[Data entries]
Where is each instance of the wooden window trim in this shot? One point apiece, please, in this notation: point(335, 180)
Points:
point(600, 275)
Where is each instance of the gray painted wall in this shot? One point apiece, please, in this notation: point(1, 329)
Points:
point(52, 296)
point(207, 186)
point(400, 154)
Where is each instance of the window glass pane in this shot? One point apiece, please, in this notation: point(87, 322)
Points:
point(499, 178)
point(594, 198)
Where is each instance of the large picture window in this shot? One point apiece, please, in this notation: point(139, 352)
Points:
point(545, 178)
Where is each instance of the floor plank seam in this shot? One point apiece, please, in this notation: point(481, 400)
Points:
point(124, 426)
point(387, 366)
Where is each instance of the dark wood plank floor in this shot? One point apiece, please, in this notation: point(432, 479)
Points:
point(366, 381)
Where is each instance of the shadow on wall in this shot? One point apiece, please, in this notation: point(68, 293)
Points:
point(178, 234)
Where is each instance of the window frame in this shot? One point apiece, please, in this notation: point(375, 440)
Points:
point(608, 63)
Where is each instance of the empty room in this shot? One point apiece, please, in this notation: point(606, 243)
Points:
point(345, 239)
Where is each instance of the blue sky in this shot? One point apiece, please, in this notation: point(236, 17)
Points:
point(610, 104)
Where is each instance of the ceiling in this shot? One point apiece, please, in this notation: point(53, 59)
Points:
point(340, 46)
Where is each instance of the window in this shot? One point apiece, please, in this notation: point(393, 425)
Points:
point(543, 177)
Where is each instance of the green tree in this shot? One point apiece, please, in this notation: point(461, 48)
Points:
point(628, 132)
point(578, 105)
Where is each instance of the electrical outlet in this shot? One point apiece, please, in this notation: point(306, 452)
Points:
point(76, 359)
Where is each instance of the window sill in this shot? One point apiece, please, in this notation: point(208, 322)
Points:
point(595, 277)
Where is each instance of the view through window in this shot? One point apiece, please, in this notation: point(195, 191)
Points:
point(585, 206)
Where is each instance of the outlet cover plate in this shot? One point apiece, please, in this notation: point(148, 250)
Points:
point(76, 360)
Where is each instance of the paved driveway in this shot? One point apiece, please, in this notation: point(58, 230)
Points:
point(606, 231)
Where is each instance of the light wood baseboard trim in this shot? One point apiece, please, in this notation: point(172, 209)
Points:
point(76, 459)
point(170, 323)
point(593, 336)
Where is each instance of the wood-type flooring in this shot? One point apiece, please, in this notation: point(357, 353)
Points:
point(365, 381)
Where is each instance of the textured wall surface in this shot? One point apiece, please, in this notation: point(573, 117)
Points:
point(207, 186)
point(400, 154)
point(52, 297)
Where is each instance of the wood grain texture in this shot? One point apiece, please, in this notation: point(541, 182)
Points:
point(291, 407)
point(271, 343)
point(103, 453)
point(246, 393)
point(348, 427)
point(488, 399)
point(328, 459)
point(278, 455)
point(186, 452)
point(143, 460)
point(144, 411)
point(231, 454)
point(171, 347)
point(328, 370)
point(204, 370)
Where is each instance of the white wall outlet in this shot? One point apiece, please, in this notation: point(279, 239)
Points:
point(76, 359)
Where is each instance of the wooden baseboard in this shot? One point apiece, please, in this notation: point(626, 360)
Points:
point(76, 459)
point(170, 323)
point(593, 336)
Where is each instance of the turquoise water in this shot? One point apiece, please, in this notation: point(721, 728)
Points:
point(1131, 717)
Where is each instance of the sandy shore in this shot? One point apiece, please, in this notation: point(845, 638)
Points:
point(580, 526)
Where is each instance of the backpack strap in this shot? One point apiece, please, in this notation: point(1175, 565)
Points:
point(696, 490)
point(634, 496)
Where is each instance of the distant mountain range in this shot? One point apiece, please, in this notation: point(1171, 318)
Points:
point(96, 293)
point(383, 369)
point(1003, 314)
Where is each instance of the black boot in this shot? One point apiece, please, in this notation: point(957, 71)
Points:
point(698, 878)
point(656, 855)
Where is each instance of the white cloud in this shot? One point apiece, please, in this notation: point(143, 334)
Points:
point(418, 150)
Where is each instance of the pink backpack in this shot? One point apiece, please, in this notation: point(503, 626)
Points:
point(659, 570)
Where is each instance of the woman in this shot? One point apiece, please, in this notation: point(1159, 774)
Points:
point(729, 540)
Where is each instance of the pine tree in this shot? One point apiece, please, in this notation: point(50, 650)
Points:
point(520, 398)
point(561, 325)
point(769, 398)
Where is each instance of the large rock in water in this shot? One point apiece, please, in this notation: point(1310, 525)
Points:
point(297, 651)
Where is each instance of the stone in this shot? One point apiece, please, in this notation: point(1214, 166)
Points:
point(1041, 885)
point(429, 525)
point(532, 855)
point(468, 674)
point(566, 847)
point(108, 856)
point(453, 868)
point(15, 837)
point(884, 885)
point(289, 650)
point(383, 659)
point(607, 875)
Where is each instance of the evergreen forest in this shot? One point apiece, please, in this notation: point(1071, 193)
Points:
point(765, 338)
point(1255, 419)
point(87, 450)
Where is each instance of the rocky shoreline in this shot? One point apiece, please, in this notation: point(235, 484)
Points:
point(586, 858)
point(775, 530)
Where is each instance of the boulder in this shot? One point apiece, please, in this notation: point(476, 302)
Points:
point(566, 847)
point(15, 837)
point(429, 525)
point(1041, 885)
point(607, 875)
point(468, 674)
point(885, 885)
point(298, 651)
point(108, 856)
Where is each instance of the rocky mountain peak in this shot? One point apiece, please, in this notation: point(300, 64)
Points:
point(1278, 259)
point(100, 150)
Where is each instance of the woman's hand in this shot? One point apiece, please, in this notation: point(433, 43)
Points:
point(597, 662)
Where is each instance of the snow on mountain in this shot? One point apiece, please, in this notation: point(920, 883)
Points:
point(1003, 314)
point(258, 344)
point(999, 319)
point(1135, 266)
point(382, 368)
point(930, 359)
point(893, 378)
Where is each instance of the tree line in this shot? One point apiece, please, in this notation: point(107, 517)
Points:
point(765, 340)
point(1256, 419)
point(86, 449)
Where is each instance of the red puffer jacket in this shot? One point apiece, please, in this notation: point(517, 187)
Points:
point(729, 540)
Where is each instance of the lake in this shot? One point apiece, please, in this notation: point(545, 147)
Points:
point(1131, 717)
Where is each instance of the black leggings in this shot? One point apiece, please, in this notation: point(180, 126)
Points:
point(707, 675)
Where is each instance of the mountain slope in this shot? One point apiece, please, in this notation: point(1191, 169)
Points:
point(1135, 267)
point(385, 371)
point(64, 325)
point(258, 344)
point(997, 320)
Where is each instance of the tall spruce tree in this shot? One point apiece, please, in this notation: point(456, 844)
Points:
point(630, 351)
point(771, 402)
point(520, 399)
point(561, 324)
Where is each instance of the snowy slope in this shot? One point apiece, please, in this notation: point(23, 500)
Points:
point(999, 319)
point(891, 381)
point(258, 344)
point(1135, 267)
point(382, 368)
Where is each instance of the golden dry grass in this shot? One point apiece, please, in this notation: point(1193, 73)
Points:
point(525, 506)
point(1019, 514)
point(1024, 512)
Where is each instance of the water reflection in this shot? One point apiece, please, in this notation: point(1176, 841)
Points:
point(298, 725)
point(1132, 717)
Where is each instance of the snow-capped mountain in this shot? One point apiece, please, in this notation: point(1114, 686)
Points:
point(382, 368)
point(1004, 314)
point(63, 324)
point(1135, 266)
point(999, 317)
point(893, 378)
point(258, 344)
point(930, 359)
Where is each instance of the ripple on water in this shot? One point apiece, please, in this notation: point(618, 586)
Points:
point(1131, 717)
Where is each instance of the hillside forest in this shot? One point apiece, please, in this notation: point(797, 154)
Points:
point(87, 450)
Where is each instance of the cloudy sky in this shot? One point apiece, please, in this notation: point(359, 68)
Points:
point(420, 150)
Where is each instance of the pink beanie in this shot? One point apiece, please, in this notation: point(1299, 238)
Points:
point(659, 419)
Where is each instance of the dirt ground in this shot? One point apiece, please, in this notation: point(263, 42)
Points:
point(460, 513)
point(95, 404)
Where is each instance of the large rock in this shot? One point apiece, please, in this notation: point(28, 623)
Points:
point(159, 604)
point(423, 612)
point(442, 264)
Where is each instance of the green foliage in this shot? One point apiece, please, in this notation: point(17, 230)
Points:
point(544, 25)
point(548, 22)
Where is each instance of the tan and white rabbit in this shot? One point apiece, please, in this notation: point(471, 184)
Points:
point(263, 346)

- Stated goal -
Edit everything from the line containing "Where is each instance of the golden" down to the line containing "point(1132, 717)", replacing "water reflection" with "lake reflection". Return those lines with all else unchanged.

- Reply -
Where is each instance of the golden dry grass in this shot? One point apiece, please, in this notation: point(1193, 73)
Points:
point(525, 506)
point(1019, 514)
point(1024, 512)
Where is each instance of the lake reflection in this shot? One point apiece, please, in this notation: point(1176, 841)
Points:
point(298, 725)
point(1132, 717)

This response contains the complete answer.